##### Records for the task

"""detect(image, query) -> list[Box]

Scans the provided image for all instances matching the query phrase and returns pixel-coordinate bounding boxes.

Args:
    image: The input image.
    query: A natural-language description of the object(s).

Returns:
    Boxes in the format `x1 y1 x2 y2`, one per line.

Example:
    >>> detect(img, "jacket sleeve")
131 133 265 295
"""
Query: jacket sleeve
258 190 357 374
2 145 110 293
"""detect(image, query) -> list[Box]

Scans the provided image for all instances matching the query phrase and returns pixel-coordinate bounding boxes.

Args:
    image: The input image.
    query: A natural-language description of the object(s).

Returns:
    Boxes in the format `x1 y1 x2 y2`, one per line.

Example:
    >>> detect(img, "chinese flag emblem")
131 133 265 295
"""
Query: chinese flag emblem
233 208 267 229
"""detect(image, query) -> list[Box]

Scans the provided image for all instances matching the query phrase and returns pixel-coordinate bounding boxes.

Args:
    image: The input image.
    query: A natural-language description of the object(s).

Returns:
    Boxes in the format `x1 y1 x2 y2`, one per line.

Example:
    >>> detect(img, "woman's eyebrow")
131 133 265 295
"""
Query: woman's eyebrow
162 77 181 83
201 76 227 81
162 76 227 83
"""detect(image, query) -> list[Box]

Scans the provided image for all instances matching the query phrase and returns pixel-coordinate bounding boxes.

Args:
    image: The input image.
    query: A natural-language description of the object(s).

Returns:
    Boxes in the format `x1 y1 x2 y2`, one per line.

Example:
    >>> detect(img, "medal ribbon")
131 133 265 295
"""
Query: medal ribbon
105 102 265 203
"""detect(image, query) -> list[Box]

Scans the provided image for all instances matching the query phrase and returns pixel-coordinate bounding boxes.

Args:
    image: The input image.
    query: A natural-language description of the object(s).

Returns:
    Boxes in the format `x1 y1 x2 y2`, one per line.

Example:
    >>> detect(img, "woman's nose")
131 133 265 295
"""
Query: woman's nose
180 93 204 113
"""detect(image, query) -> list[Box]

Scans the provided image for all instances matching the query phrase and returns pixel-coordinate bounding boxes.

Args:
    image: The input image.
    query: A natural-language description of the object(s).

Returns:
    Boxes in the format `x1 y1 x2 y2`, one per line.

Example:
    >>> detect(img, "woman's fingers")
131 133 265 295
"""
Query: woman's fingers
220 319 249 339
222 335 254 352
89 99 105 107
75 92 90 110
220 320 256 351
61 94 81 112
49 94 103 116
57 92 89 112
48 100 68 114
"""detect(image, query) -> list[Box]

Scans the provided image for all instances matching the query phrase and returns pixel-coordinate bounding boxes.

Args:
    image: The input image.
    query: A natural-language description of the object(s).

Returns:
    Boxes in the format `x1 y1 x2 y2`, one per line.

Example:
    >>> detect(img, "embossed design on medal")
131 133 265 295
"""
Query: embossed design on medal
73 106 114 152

##########

### [What you should do]
Give the entries again in full, with nothing changed.

### [Worked solution]
"""detect(image, query) -> list[Box]

Scans the provided image for all instances matching the query phrase and returns pixel-coordinate bounding boxes.

Args:
    image: The input image.
    query: A natural-language description of the object(s).

Returns:
    Boxes in the format `x1 y1 x2 y2`, one per line.

Example:
    >>> detect(img, "jacket sleeve")
131 133 265 295
"""
Query: jacket sleeve
258 190 357 374
2 145 110 293
"""detect(image, query) -> list[Box]

Scans the provided image for all instances matching the query phrase and returns pixel-coordinate bounding boxes.

Args:
    image: The input image.
    query: A natural-language description of the object(s).

Returns:
    Boxes in the format `x1 y1 x2 y2`, one per line.

Example:
    >>> detect(img, "chinese flag emblem")
131 133 265 295
"""
Query: chinese flag emblem
233 208 267 229
"""detect(image, query) -> list[Box]

Scans the provided image for all instances matching the query phrase and returns pixel-coordinate bounding boxes.

Args:
    image: The input image.
    query: A natural-language description of the object(s).

Returns:
    Boxes in the format `x1 y1 x2 y2`, one per line.

Example:
    >>> detect(img, "woman's eyebrow")
131 133 265 295
"""
Query: woman's eyebrow
162 77 181 83
201 76 227 81
162 76 227 83
"""detect(image, query) -> list[Box]

Scans the provided image for all instances matching the query phrase and returns pixel-coordinate bounding boxes.

Args:
    image: The input image.
    query: A natural-language description of the object(s).

Returns:
    Boxes in the format `x1 y1 x2 y2`, one per line.

Example:
    >>> detect(img, "medal ribbon")
131 133 265 295
"""
Query: medal ribbon
105 102 265 203
"""detect(image, query) -> list[Box]

Scans the provided image for all instances matching the query phrase and returns pixel-coordinate bounding boxes.

Args:
    image: The input image.
    query: A natural-language description of the object(s).

Returns:
    Boxes in the format `x1 y1 x2 y2`, one per line.

Example:
    >>> detect(img, "woman's nose")
131 133 265 295
"""
Query: woman's nose
180 93 204 113
"""detect(image, query) -> list[Box]

Scans the provided image for all instances matching the query phrase and returns pixel-coordinate bounding boxes.

Args:
    image: The input image.
    query: A natural-language description of the object(s).

Returns:
    Boxes in the format `x1 y1 x2 y2`, one per line.

Example:
    >>> detect(img, "woman's fingers")
131 133 265 295
"""
Query: woman's fingers
220 319 249 339
222 335 254 352
89 99 105 107
75 92 90 110
220 320 256 351
61 94 81 112
49 94 103 116
57 92 89 112
48 100 68 114
"""detect(image, query) -> list[Box]

Scans the provided image for all instances matching the query phrase and returns pixel-coordinate bounding boxes.

Args:
    image: The input image.
    query: A natural-language description of the object(s).

Returns:
    Boxes in the format `x1 y1 x2 y2`, one per line.

Example:
    >>> detect(img, "embossed design on medal")
131 133 265 295
"""
Query: embossed design on medal
73 106 114 152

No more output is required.